--- Start of THE RECORDS ---

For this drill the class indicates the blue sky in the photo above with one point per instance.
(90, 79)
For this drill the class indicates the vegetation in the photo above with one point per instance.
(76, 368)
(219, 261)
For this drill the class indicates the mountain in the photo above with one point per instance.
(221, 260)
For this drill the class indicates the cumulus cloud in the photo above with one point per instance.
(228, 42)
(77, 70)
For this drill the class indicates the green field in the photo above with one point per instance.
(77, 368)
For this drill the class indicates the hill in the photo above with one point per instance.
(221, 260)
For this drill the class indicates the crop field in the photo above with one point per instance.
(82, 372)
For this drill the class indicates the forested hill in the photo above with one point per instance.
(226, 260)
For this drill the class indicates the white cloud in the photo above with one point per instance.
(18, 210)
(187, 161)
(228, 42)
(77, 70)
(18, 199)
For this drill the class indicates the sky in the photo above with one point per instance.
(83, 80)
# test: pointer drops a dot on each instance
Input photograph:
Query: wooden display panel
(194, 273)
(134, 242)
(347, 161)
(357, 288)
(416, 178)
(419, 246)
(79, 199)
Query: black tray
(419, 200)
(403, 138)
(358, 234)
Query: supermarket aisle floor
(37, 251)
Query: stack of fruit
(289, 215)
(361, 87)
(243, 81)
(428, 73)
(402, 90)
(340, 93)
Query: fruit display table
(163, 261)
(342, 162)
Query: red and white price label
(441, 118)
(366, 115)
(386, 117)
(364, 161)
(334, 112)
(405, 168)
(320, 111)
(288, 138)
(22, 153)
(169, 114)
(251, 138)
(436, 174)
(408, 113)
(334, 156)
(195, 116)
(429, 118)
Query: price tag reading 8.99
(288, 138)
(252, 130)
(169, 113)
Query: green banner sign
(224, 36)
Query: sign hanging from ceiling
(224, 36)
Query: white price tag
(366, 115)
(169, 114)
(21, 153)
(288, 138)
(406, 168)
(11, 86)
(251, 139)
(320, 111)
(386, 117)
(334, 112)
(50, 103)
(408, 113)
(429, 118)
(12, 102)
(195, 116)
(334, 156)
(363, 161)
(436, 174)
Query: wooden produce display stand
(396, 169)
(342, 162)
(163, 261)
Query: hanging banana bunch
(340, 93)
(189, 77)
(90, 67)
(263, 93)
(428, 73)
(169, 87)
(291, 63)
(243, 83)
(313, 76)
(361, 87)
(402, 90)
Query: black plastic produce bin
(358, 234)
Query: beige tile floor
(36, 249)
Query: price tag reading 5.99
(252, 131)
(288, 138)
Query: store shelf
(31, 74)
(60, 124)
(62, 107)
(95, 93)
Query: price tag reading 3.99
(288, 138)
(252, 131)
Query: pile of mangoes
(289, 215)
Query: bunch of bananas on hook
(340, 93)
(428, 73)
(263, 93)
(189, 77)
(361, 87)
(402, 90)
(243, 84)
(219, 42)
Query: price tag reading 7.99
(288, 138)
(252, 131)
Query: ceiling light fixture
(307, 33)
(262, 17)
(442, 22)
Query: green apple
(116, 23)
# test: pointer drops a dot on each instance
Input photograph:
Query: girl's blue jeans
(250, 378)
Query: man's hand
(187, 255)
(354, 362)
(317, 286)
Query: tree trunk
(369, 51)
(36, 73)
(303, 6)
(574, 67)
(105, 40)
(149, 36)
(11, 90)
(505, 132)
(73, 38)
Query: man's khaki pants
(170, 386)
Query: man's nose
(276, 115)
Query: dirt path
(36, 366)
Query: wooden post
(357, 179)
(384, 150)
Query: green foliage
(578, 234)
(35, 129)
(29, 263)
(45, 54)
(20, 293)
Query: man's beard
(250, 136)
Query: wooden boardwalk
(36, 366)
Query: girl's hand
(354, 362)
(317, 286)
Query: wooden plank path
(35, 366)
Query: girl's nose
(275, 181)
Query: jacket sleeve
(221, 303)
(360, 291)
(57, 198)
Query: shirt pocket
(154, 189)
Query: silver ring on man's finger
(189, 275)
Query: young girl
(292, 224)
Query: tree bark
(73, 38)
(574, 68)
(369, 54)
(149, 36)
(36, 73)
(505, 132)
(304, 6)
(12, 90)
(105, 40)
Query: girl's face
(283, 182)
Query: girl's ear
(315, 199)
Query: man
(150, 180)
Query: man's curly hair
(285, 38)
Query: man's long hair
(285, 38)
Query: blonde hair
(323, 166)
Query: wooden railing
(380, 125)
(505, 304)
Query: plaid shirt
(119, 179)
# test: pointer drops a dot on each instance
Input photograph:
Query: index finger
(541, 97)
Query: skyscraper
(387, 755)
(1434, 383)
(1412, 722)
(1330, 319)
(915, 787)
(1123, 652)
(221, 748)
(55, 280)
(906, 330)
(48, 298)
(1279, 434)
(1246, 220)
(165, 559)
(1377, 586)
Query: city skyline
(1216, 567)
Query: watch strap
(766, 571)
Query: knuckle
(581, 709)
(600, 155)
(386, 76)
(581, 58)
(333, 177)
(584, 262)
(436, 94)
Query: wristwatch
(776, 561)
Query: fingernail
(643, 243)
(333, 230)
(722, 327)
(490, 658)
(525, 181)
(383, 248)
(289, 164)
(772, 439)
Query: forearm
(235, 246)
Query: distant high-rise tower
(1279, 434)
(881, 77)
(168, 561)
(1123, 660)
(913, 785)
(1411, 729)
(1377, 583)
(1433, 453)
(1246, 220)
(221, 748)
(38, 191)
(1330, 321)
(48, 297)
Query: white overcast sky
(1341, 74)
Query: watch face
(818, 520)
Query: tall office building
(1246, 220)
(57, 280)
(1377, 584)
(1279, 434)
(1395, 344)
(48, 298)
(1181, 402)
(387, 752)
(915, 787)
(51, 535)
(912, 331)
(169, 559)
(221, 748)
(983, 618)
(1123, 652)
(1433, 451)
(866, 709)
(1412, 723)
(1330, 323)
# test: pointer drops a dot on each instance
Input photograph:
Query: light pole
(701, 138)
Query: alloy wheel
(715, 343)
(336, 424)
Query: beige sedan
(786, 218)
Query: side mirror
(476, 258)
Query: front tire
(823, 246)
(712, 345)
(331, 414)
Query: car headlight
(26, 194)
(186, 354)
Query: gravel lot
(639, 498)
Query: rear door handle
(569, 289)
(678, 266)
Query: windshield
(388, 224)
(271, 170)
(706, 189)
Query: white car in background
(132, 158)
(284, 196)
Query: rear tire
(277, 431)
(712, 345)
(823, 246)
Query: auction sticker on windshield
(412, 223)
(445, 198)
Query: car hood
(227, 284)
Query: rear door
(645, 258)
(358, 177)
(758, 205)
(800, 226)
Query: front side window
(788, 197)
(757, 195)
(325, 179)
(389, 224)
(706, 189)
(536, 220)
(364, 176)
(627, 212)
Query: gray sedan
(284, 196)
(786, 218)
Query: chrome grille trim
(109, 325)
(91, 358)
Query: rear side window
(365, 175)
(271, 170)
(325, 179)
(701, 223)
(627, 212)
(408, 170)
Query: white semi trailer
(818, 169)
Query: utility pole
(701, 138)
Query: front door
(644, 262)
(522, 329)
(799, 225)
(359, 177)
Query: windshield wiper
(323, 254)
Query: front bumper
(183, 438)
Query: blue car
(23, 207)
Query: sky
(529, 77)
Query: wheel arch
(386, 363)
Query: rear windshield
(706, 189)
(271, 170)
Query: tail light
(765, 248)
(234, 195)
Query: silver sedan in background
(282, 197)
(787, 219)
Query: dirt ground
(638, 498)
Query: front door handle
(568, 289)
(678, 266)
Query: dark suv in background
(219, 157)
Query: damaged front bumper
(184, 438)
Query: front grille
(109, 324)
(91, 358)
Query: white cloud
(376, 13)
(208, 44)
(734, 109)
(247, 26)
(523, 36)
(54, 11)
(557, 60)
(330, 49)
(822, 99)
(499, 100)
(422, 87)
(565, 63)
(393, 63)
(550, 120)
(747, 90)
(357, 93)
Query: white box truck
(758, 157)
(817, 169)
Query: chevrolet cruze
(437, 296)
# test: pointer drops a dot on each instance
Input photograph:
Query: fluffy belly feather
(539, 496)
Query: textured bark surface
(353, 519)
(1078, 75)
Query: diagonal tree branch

--- End of THE RECORDS ---

WHAT TO WORK ON —
Everything from the line containing "Query: dirt ground" to the end of the records must be written out exactly; include both of those lines and no others.

RESPONSE BELOW —
Query: dirt ground
(638, 498)
Query: front door handle
(568, 289)
(678, 266)
Query: dark suv in background
(219, 157)
Query: damaged front bumper
(184, 438)
Query: front grille
(109, 324)
(91, 358)
Query: white cloud
(376, 13)
(208, 44)
(734, 109)
(247, 26)
(523, 36)
(54, 11)
(557, 60)
(330, 49)
(822, 99)
(499, 100)
(422, 87)
(565, 63)
(393, 63)
(550, 120)
(747, 90)
(357, 93)
Query: white box truck
(758, 157)
(817, 169)
Query: chevrolet cruze
(437, 296)
# test: pointer drops a dot on each instance
Input photograph:
Query: fluffy belly feather
(539, 496)
Query: textured bark surface
(353, 519)
(1078, 75)
Query: diagonal tree branch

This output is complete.